• **Data for processing**:
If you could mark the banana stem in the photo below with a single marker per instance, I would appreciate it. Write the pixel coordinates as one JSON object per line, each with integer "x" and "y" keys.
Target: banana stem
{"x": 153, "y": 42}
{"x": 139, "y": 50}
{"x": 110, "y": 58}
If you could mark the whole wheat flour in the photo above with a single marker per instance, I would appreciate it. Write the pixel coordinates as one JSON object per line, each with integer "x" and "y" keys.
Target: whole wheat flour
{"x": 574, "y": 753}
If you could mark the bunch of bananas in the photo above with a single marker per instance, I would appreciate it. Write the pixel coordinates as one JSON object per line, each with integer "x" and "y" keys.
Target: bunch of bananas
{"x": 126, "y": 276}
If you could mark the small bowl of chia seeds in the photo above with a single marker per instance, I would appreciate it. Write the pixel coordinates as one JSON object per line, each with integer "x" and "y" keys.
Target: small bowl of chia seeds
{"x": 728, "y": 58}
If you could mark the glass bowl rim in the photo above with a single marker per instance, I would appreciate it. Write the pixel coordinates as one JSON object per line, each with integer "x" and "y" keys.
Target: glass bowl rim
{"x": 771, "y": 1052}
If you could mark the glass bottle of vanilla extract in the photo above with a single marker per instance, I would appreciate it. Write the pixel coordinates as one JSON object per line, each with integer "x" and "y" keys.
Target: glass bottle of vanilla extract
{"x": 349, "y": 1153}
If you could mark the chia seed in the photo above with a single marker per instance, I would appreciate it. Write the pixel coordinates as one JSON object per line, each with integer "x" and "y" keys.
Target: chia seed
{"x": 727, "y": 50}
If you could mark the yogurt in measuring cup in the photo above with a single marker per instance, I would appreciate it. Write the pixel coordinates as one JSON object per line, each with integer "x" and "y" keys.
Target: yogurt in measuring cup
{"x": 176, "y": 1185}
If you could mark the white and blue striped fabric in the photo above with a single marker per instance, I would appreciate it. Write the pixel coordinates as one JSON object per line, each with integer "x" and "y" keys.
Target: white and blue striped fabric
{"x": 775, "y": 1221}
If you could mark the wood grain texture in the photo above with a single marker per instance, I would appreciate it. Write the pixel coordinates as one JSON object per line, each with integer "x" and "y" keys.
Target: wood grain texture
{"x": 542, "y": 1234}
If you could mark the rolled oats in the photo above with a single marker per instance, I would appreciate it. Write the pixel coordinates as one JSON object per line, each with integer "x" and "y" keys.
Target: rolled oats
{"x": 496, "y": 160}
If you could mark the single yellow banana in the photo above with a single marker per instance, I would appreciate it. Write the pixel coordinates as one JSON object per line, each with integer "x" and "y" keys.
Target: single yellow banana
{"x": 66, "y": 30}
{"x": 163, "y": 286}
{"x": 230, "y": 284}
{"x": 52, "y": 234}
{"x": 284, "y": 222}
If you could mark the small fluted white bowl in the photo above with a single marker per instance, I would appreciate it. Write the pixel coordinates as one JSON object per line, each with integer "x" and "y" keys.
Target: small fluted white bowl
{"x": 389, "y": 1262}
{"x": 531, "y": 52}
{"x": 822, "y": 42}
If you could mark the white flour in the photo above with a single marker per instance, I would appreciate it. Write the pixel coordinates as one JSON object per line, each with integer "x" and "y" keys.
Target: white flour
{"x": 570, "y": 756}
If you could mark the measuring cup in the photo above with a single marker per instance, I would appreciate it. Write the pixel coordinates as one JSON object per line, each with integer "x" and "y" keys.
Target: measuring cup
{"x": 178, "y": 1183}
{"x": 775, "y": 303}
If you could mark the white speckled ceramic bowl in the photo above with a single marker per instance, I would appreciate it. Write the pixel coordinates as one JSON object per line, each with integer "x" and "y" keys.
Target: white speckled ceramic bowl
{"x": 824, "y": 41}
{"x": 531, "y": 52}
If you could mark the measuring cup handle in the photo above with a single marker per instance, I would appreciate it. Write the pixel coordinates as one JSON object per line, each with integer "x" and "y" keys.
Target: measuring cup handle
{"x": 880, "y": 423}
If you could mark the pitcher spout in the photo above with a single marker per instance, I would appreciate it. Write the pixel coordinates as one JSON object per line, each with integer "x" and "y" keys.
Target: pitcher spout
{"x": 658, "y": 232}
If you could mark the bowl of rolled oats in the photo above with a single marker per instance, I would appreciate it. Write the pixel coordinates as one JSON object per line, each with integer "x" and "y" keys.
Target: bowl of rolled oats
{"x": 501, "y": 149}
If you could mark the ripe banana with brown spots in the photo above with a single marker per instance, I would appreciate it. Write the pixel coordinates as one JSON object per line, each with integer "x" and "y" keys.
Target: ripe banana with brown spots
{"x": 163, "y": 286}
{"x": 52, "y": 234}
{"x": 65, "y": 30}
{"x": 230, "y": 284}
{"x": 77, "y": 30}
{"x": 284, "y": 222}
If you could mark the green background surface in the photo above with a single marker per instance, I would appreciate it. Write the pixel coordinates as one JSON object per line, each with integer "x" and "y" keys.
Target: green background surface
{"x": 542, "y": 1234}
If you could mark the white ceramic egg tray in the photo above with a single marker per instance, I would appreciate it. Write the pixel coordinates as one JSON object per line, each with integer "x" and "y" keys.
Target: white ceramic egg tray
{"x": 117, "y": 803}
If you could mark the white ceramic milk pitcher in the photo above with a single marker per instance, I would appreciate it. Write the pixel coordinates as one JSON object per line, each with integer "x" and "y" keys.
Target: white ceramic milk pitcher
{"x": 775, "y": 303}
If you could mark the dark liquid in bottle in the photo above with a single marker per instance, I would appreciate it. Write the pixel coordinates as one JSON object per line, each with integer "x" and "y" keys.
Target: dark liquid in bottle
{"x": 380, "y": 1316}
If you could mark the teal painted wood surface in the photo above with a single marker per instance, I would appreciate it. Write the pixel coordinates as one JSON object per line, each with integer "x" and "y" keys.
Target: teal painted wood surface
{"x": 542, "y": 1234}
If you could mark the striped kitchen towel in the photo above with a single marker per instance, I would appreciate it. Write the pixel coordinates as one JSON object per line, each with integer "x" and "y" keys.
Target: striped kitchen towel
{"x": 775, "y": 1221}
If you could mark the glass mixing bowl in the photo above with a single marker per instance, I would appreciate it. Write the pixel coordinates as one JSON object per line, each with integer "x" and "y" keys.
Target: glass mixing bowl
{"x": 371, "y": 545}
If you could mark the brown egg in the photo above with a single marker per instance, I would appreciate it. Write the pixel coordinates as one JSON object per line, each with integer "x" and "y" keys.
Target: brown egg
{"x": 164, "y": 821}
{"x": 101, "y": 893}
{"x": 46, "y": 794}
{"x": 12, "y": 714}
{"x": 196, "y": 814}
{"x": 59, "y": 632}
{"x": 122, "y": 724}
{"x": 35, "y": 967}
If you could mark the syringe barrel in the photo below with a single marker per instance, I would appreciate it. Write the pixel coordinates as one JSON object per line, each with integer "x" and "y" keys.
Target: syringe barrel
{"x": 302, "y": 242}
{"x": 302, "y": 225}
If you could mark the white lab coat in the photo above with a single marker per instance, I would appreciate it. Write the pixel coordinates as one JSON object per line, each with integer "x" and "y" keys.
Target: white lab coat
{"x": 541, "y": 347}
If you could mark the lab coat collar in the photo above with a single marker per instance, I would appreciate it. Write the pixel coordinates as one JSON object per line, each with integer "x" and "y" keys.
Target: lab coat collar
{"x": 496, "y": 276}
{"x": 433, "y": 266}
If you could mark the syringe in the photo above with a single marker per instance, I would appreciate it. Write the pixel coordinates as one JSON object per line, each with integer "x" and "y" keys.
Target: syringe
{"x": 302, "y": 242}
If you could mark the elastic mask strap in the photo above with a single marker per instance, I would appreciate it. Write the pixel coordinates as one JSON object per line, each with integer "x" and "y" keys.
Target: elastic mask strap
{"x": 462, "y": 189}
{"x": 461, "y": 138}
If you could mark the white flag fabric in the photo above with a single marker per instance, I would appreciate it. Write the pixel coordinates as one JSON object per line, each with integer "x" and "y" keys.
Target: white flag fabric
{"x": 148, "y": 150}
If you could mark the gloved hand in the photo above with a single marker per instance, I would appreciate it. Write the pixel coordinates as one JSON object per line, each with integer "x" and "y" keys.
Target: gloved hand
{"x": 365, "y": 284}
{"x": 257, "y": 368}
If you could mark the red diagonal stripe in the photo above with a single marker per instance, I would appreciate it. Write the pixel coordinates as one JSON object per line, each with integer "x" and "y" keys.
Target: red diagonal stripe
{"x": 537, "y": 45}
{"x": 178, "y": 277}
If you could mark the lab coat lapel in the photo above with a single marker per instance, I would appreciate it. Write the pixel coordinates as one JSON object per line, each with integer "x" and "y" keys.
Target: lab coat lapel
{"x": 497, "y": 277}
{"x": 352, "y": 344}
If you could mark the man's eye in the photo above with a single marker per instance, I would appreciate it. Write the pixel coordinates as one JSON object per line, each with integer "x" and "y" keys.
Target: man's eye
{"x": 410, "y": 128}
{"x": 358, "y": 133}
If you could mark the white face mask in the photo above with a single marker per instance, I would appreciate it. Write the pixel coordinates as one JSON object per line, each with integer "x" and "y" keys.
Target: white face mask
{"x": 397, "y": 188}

• **Requirement**: Transcribe word for word the lines from the one holding "If you could mark the man's" to the last line of the listing above, inclusive.

• **Response to this task**:
If you could mark the man's eye in the photo above with a single marker per instance, I would appreciate it. Write the pixel coordinates as one JSON object per line, each with integer "x" and "y" keys.
Target: man's eye
{"x": 410, "y": 128}
{"x": 358, "y": 133}
If you could mark the white face mask in the photo above with a single marker per instance, I would appreciate it. Write the pixel coordinates as one JSON object per line, each with integer "x" and "y" keys.
Target: white face mask
{"x": 397, "y": 188}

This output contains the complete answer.